_Texto para análise_.
---------------

Em um recente artigo no Health Affairs, Jeff Goldsmith apresenta duas diferentes abordagens discutidas nos Estados Unidos atualmente, mas que tem uma lógica para qualquer sistema de saúde: a responsabilidade pelo aumento crescente dos custos na saúde vem do lado da demanda (paciente) ou do lado do fornecedor (médicos)?
A primeira abordagem o autor chama de “narrativa conservadora”, onde muitos jogam para o paciente, ou para o lado da demanda, a responsabilidade pelo aumento dos custos do sistema de saúde. Os defensores desta abordagem colocam principalmente os fatores de comportamento do paciente (obesidade, falta de cuidado com sua saúde, fumo, atividade física, etc), como responsáveis por isso. E como os pacientes pagam por sua saúde uma pequena parte, há um efeito conhecido como risco moral (isto é, um tipo de falha de mercado em que a existência de um seguro contra um determinado risco aumenta a probabilidade de ocorrência do evento que origina esse risco). O problema desta narrativa está em ignorar os fatores sociais, os quais são os maiores determinantes da saúde de uma população, segundo diversos estudos.
Por outro lado, há uma abordagem que o autor chama de “narrativa progressista”, onde a responsabilidade do aumento de custos é jogada para os fornecedores de serviço, onde os médicos se encaixam. Neste caso, o grande fator a ser considerado como determinante está no modelo de remuneração dos serviços prestados, onde o aumento do custo é direcionado pelos prestadores que buscam aumentar suas rendas através da prestação de serviços que são desnecessários. Muitos autores falam que os médicos têm uma meta de ganho em função de suas necessidades e, em virtude disso, utilizam do modelo de remuneração vigente para atingir estas metas, autogerando demandas ou solicitando serviços adicionais em que sejam beneficiados. Muitos autores acreditam que se utilizando de incentivos adequados este tipo de comportamento modifica. Assim, modelos como Pagamento por Performance, ou pagamentos baseado em valor, estão sendo o alvo das reformas em muitos países para resolver esta questão.
A tendência em buscar culpados é natural do ser humano. O problema é imaginar que a elevação de custos está relacionada à apenas um lado da balança (demanda ou fornecedor). Isto é um grande equívoco, assim como separar o custo da qualidade. O custo é uma das dimensões fundamentais da qualidade. Vamos então usar a palavra “valor”. Da mesma forma, a percepção de valor por parte de quem usa um serviço de saúde está relacionada ao benefício (qualidade de vida relacionada à saúde e a satisfação), mas também ao esforço (acesso e preço). Portanto, um conceito com este nível de abrangência não tem apenas um responsável por sua falta.
O problema é muito maior e é sistêmico. E problemas sistêmicos somente são resolvidos com ações sistêmicas. Indiscutivelmente, tanto do lado da demanda como do lado do fornecedor devem haver ações integradas e estruturantes, um se responsabilizando pela sua saúde e o outro se responsabilizando pela entrega de um serviço de qualidade, centrado no lado que a demanda. Além disso, não podemos esquecer dos fatores sociais e ambientais que influenciam a saúde. No recente livro da Miriam Leitão (A História do Futuro) ela nos traz questões importantes com relação à saúde, pois foi assessorada pelo André Medici em boa parte deste capítulo. Ela deixa claro que a saúde da população não é de responsabilidade apenas do Ministério da Saúde, são ações longitudinais que estão na responsabilidade em outras áreas, como saneamento, segurança, educação, dentre tantas outras. Enquanto tratarmos a saúde como algo isolado e buscando culpados não solucionaremos estes problemas.

---------------

_Problema 1_.
No texto sobre custos na saúde, que nome Jeff Goldsmith dá à abordagem que atribui aos fornecedores de serviço a responsabilidade pelo aumento dos custos?
_Problema 2_.
Reescreva o trecho do texto sobre custos na saúde desde "A primeira abordagem" até "segundo diversos estudos.", inclusive, substituindo "risco moral" por "perigo moral".
Baseie-se exclusivamente no texto.

Dados de ancoragem de objetos em linguagem natural:

---------------

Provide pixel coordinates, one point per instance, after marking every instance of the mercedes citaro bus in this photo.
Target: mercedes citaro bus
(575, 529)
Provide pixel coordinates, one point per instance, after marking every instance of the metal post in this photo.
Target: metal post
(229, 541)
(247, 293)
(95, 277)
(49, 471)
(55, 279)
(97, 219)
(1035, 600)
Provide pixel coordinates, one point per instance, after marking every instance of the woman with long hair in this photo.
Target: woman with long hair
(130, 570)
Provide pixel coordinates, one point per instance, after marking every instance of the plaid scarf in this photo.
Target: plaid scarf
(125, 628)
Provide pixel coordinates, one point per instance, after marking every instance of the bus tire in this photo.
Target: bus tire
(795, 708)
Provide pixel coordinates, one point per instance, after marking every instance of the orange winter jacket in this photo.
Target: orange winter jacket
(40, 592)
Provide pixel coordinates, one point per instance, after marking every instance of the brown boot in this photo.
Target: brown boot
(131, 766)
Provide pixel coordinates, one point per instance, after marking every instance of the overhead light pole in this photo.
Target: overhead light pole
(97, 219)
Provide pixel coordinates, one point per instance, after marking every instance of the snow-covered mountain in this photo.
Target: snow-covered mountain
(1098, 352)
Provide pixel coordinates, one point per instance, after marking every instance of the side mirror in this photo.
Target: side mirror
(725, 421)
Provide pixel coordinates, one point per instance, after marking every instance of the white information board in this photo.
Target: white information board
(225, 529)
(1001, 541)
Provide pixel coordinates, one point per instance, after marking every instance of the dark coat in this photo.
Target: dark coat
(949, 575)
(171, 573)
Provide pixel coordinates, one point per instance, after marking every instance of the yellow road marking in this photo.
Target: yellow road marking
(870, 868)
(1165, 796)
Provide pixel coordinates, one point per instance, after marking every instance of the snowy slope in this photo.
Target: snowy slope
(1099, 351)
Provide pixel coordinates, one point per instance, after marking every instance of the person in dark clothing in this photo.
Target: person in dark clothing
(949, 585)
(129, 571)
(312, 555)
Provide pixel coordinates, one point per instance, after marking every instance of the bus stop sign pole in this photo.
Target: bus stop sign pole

---------------

_Resposta 1_.
Ele a chama de "narrativa progressista".

_Resposta 2_.
A primeira abordagem o autor chama de “narrativa conservadora”, onde muitos jogam para o paciente, ou para o lado da demanda, a responsabilidade pelo aumento dos custos do sistema de saúde. Os defensores desta abordagem colocam principalmente os fatores de comportamento do paciente (obesidade, falta de cuidado com sua saúde, fumo, atividade física, etc), como responsáveis por isso. E como os pacientes pagam por sua saúde uma pequena parte, há um efeito conhecido como perigo moral (isto é, um tipo de falha de mercado em que a existência de um seguro contra um determinado risco aumenta a probabilidade de ocorrência do evento que origina esse risco). O problema desta narrativa está em ignorar os fatores sociais, os quais são os maiores determinantes da saúde de uma população, segundo diversos estudos.